## Exercise directions
The answer is to be the data that follows, transcribed exactly, minus its pictures.

______________________________

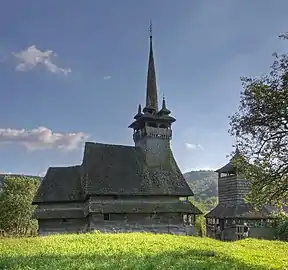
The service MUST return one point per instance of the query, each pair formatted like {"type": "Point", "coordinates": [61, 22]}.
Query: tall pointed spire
{"type": "Point", "coordinates": [151, 92]}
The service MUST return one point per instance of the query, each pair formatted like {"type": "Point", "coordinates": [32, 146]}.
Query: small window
{"type": "Point", "coordinates": [106, 216]}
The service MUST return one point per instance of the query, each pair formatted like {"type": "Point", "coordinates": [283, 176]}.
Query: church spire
{"type": "Point", "coordinates": [151, 92]}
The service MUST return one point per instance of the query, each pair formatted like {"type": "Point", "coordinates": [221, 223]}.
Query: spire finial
{"type": "Point", "coordinates": [163, 102]}
{"type": "Point", "coordinates": [151, 91]}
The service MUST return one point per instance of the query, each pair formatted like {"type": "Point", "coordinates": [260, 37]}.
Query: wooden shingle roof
{"type": "Point", "coordinates": [60, 184]}
{"type": "Point", "coordinates": [122, 170]}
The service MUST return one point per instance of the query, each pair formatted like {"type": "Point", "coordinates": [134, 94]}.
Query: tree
{"type": "Point", "coordinates": [16, 205]}
{"type": "Point", "coordinates": [261, 129]}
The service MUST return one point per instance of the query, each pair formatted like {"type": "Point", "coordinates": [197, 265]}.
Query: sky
{"type": "Point", "coordinates": [75, 71]}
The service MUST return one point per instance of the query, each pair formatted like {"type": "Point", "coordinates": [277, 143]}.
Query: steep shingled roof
{"type": "Point", "coordinates": [122, 170]}
{"type": "Point", "coordinates": [60, 184]}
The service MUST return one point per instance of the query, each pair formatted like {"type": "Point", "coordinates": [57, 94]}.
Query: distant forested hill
{"type": "Point", "coordinates": [204, 186]}
{"type": "Point", "coordinates": [2, 177]}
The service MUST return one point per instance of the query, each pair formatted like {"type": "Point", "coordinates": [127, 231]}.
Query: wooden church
{"type": "Point", "coordinates": [120, 188]}
{"type": "Point", "coordinates": [232, 210]}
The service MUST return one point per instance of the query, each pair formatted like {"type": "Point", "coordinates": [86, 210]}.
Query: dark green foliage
{"type": "Point", "coordinates": [204, 186]}
{"type": "Point", "coordinates": [15, 205]}
{"type": "Point", "coordinates": [261, 129]}
{"type": "Point", "coordinates": [281, 225]}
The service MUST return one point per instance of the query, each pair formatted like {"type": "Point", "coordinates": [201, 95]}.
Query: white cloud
{"type": "Point", "coordinates": [31, 57]}
{"type": "Point", "coordinates": [194, 146]}
{"type": "Point", "coordinates": [42, 138]}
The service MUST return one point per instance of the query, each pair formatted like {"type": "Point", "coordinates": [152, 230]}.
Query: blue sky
{"type": "Point", "coordinates": [72, 71]}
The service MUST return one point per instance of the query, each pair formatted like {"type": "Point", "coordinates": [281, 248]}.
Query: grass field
{"type": "Point", "coordinates": [139, 251]}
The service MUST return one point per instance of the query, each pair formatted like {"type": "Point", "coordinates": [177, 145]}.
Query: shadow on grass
{"type": "Point", "coordinates": [194, 259]}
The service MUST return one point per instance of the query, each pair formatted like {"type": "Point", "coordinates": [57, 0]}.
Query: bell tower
{"type": "Point", "coordinates": [152, 127]}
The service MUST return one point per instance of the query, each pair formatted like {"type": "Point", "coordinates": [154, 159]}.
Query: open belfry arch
{"type": "Point", "coordinates": [120, 188]}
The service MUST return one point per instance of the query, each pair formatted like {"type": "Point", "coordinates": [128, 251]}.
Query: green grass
{"type": "Point", "coordinates": [139, 251]}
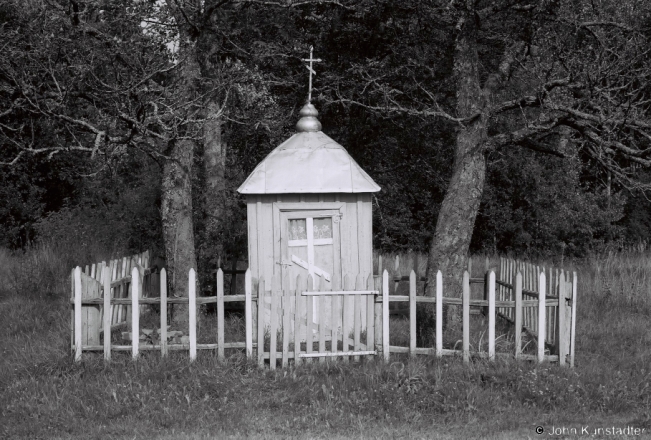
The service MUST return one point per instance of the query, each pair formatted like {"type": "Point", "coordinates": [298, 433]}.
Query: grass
{"type": "Point", "coordinates": [43, 394]}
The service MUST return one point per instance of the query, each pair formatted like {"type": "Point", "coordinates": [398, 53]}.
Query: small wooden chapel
{"type": "Point", "coordinates": [309, 211]}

______________________________

## Result
The service MUST return one point per instance of the query, each pair formatted like {"type": "Point", "coordinates": [61, 22]}.
Query: tall pointed spire
{"type": "Point", "coordinates": [151, 92]}
The service MUST return one point per instance of the query, each pair formatted like {"type": "Point", "coordinates": [32, 146]}.
Query: small window
{"type": "Point", "coordinates": [106, 216]}
The service MUST return one point per instance of the query, each pair formatted like {"type": "Point", "coordinates": [283, 176]}.
Query: church spire
{"type": "Point", "coordinates": [151, 92]}
The service MUST return one point per instance of the query, each pair formatted like {"type": "Point", "coordinates": [221, 223]}.
Query: spire finial
{"type": "Point", "coordinates": [163, 102]}
{"type": "Point", "coordinates": [151, 91]}
The service MUST return one point per instance of the query, each pair formatted like {"type": "Point", "coordinates": [260, 37]}.
Query: wooden shingle roof
{"type": "Point", "coordinates": [60, 184]}
{"type": "Point", "coordinates": [122, 170]}
The service MUST return one point per instance of the query, each pair formatted like {"type": "Point", "coordinates": [134, 94]}.
Query: tree
{"type": "Point", "coordinates": [16, 205]}
{"type": "Point", "coordinates": [261, 129]}
The service MUST return one point per instance of the query, each pair formatted like {"type": "Point", "coordinates": [197, 265]}.
Query: sky
{"type": "Point", "coordinates": [75, 71]}
The service MUST return one point per instance of the query, each pair formatted like {"type": "Point", "coordinates": [277, 143]}.
Query: steep shingled roof
{"type": "Point", "coordinates": [122, 170]}
{"type": "Point", "coordinates": [60, 184]}
The service MUST return one point per instance of the query, each pair formatted like {"type": "Point", "coordinates": [57, 94]}.
Query: distant forested hill
{"type": "Point", "coordinates": [204, 186]}
{"type": "Point", "coordinates": [2, 177]}
The service MUST return one point per instance of the query, each pair formatted like {"type": "Point", "coordinates": [127, 231]}.
Query: wooden church
{"type": "Point", "coordinates": [120, 188]}
{"type": "Point", "coordinates": [232, 210]}
The service MUST return one point per instance of the query, each pair formatted like {"type": "Point", "coordinates": [86, 210]}.
Query: dark green foliage
{"type": "Point", "coordinates": [204, 186]}
{"type": "Point", "coordinates": [15, 205]}
{"type": "Point", "coordinates": [261, 129]}
{"type": "Point", "coordinates": [281, 225]}
The service MUST return one point per instance of the query, each pair formatted like {"type": "Point", "coordinates": [201, 95]}.
Query: white cloud
{"type": "Point", "coordinates": [31, 57]}
{"type": "Point", "coordinates": [194, 146]}
{"type": "Point", "coordinates": [42, 138]}
The service MUST return one point per instance of the query, each pair formatted like {"type": "Point", "coordinates": [152, 230]}.
Query: blue sky
{"type": "Point", "coordinates": [72, 71]}
The service MUST return one point per instance of the query, each pair formatted like {"type": "Point", "coordinates": [281, 248]}.
Query: grass field
{"type": "Point", "coordinates": [139, 251]}
The service MUST return one point per instance of the query, each pair formatted like {"type": "Point", "coordinates": [177, 145]}.
Query: shadow on grass
{"type": "Point", "coordinates": [194, 259]}
The service MUST return one point per instance of the query, each pair formatted like {"type": "Point", "coordinates": [57, 0]}.
Query: bell tower
{"type": "Point", "coordinates": [152, 127]}
The service MUST return one point per instance of the query, each pair formatted like {"type": "Point", "coordinates": [154, 159]}.
Query: open belfry arch
{"type": "Point", "coordinates": [120, 188]}
The service MUST return one point per instance of the query, each pair formatted like {"type": "Point", "coordinates": [128, 251]}.
Query: green grass
{"type": "Point", "coordinates": [139, 251]}
The service MUST return one point per instance of the query, each pair formatted like {"type": "Point", "coordinates": [298, 433]}.
Query: grass
{"type": "Point", "coordinates": [43, 394]}
The service MUST return one point per instance of the query, each pair formatted like {"type": "Point", "coordinates": [398, 53]}.
Query: small wooden chapel
{"type": "Point", "coordinates": [309, 211]}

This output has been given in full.